◆ **Task requirements**:
Rewrite the records below with every "Observed" changed to "Points" and nothing else altered, omitting the pictures from your version.

◆ **Data listing**:

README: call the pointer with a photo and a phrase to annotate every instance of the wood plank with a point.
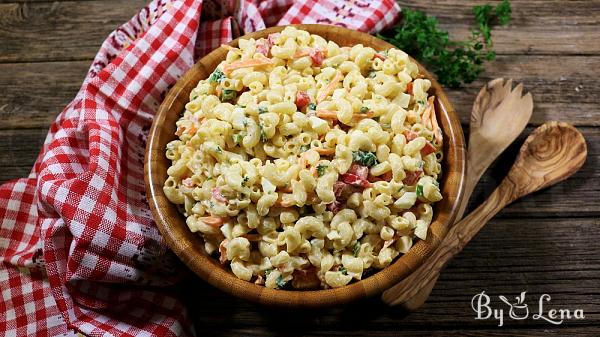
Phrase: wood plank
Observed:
(74, 30)
(59, 30)
(507, 257)
(33, 93)
(576, 197)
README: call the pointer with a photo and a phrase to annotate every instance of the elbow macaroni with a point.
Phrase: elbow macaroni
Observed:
(310, 169)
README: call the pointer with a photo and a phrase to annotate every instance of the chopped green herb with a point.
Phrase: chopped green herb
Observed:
(228, 95)
(237, 138)
(454, 62)
(365, 158)
(321, 169)
(263, 135)
(419, 190)
(356, 249)
(280, 282)
(217, 76)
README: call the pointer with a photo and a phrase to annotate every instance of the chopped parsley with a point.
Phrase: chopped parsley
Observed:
(321, 169)
(228, 95)
(217, 76)
(237, 138)
(365, 158)
(280, 282)
(356, 249)
(419, 190)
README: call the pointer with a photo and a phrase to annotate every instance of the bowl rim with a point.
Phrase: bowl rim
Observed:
(189, 248)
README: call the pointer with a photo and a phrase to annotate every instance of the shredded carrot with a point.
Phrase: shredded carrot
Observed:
(326, 114)
(330, 87)
(213, 221)
(228, 68)
(325, 152)
(251, 237)
(285, 189)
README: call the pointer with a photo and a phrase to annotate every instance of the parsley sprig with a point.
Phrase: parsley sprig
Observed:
(454, 62)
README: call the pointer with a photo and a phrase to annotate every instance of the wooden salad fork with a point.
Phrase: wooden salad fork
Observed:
(500, 113)
(552, 152)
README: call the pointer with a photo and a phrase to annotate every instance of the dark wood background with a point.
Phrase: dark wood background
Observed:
(548, 242)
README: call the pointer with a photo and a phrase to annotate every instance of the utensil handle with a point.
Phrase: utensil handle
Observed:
(454, 242)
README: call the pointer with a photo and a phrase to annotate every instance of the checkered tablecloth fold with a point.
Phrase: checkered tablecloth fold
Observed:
(80, 251)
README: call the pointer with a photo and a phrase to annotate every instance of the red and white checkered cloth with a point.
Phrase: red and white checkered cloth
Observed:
(80, 251)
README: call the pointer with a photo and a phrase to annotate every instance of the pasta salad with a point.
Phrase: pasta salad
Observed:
(303, 164)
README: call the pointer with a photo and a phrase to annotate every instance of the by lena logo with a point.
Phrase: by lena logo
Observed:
(519, 310)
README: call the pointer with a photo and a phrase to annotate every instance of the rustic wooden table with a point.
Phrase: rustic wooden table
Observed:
(546, 243)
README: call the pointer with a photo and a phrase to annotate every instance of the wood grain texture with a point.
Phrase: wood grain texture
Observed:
(552, 153)
(546, 242)
(59, 30)
(496, 104)
(33, 93)
(188, 245)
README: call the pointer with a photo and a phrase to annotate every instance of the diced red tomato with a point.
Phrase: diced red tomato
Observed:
(427, 149)
(412, 177)
(388, 243)
(187, 182)
(410, 135)
(302, 99)
(379, 56)
(263, 47)
(354, 180)
(341, 190)
(216, 193)
(334, 207)
(317, 56)
(305, 278)
(384, 177)
(361, 171)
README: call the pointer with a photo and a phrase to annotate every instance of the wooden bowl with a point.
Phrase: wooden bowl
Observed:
(189, 247)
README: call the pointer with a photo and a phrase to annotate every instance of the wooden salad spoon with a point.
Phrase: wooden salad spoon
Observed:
(496, 104)
(552, 152)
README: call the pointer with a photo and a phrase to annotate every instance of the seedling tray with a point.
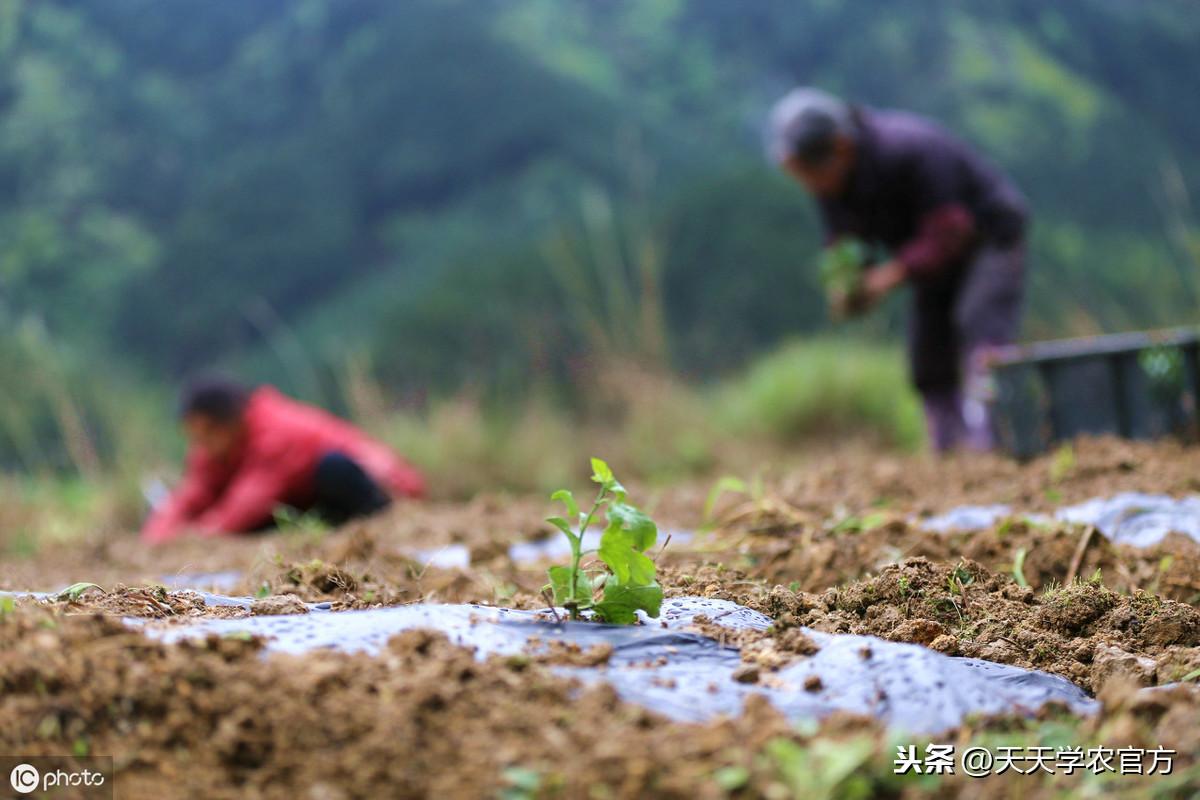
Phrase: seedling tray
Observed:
(1138, 385)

◆ **Exercise answer**:
README: call the pointer with a photo and a phrase to annotate every instance of the wood plank with a point.
Phrase: wood plank
Points:
(74, 30)
(59, 30)
(507, 257)
(33, 93)
(576, 197)
README: call the pointer with a photo and a phrase to annotate every instance of the elbow macaroni with a point.
Phrase: elbow macaroni
Points:
(310, 169)
README: call the pointer with a photo and a phrase to annotate every instance of the chopped green herb with a point.
Phrase: chopped green herb
Points:
(228, 95)
(237, 138)
(454, 62)
(365, 158)
(321, 169)
(263, 135)
(419, 190)
(356, 249)
(280, 282)
(217, 76)
README: call the pointer with a photo and a phrase to annotate every instance of the chopped parsley with a point.
Phrase: chopped parsley
Points:
(321, 169)
(228, 95)
(217, 76)
(237, 138)
(365, 158)
(280, 282)
(356, 249)
(419, 190)
README: call the pointer with a photo and a phrase to annotate every instance of the bowl rim with a point.
Phrase: bowl rim
Points:
(189, 248)
README: call the pointer with a photo and a phrase to annotate every instance of the shredded carrot with a point.
Phrase: shredded carrot
Points:
(326, 114)
(330, 87)
(213, 221)
(228, 68)
(325, 152)
(251, 237)
(285, 189)
README: call the pointer with a photo and a phrase to annotate every instance of the parsley sprig with a point.
Phrase: parsley sprig
Points:
(454, 62)
README: call the pointer with a photo and a phrase to annotate every instance of the wooden salad fork with a point.
Phrase: wooden salad fork
Points:
(500, 113)
(552, 152)
README: call the pointer with a photo and a phrase to annotate every instance of the dark wood background with a point.
Phrase: dark wood background
Points:
(548, 242)
README: call the pointer with a photo and a phrase to annotate every instance of the utensil handle with a point.
Phrase: utensil handle
Points:
(454, 242)
README: call the pointer with a photo and a phrase to annotate every instance of the checkered tablecloth fold with a point.
Phrase: checkered tablecloth fold
Points:
(80, 251)
README: call the pointer with a photo and a phrase to annotate every instance of the red and white checkered cloth with a point.
Phrase: red and white checkered cloth
Points:
(80, 251)
README: call the pointer with a photo and a phrase to annotate every instance of the pasta salad with a point.
Phrase: pasta salad
Points:
(303, 164)
README: call the pointer with a photo and a phrase to annotate every instance of the by lena logo with a point.
Phrase: by lena logo
Points:
(519, 310)
README: call the pointer with a photo and a phrase to annotate every instance of the rustic wooden table with a point.
Phrase: rustic wooden table
Points:
(546, 243)
README: call the pointer with a photo and a phrase to annotate every instance of the wood grain texture with a point.
Phrase: wood grain texture
Points:
(552, 153)
(546, 242)
(59, 30)
(496, 104)
(33, 93)
(188, 245)
README: call the pointer with a photo and a phrase to annotate every instance of the diced red tomato with a point.
Phrase: diced red tomato
Points:
(427, 149)
(412, 177)
(388, 243)
(187, 182)
(410, 135)
(302, 99)
(379, 56)
(263, 47)
(354, 180)
(341, 190)
(216, 193)
(334, 207)
(317, 56)
(305, 278)
(384, 177)
(361, 171)
README: call the pointer with a photo and a phrase to annotate every instance of the wooden bowl with a point.
Phrase: wooden bowl
Points:
(189, 247)
README: call the pointer with a photo and a phrase to annotate every instance of the wooden salad spoon with a point.
Phrase: wooden salad spoon
Points:
(496, 104)
(552, 152)
README: call the pointer with a photo and a phrase to annotate every instance of the seedling tray with a point.
Phrase: seedling tray
Points:
(1138, 385)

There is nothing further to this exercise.